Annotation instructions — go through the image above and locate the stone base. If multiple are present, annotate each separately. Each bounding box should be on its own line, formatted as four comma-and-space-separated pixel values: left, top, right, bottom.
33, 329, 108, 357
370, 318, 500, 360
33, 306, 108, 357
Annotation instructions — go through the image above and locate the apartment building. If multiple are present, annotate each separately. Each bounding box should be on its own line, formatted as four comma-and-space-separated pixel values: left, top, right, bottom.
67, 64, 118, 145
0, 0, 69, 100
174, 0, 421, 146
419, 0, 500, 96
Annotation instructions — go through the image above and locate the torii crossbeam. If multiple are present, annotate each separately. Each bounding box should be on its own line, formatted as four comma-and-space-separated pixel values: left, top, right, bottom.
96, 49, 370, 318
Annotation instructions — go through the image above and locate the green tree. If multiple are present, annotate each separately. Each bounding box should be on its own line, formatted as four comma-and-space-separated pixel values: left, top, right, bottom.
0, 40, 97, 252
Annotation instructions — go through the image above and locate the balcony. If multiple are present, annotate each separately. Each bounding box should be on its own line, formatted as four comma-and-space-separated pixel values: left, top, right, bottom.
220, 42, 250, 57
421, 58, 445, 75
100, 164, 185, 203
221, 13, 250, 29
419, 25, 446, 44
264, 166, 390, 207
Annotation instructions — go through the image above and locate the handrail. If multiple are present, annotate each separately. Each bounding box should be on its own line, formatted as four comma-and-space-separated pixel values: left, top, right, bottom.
- - -
■ **About this exercise**: All of the data above should be reproduced exactly, with nothing missing.

■ **Response area**:
Annotation instructions — go through the image above and locate the stone base. If multiple are present, annotate each separately. Each bounding box should be on its own line, formatted as four comma-and-space-separated pixel values: left, top, right, bottom.
33, 329, 108, 357
370, 318, 500, 360
33, 306, 108, 357
Annotation instructions — go through the image above and locate the apartment building. If multiple are present, annotate each separately. Each bounding box should be on its own line, formatted as four comma-and-space-separated pixel values: left, top, right, bottom.
67, 64, 118, 145
0, 0, 69, 100
174, 0, 421, 146
419, 0, 500, 96
Annotation instructions — go through the image above and locate the torii crossbeam. If multiple are present, annotate each separately. Each bounding box should be on its own line, formatted as four comma-and-space-separated pixel values: left, top, right, bottom.
96, 49, 370, 318
Annotation instructions — go through the image above and locate the green tree. If multiple are present, annotate each separately. Each bounding box should be on its own line, formatted as four comma-and-space-separated pixel values: left, top, right, bottom.
0, 40, 97, 252
Annotation instructions — go through the image above and locate the balcony. If multiple are present, annotate each separately. Each bounding box should be on its own line, formatted as four comma-and-space-separated pixel values: left, top, right, bottom.
220, 42, 250, 57
421, 58, 445, 75
100, 164, 185, 203
221, 13, 250, 29
419, 25, 446, 44
264, 166, 390, 207
Annotation instructions — go through the image above and locate the handrail. If multiple are present, annotate each separately. Each bounding box should be on its own line, formatted as four comma-and-space-separated pixel values: left, top, right, bottom.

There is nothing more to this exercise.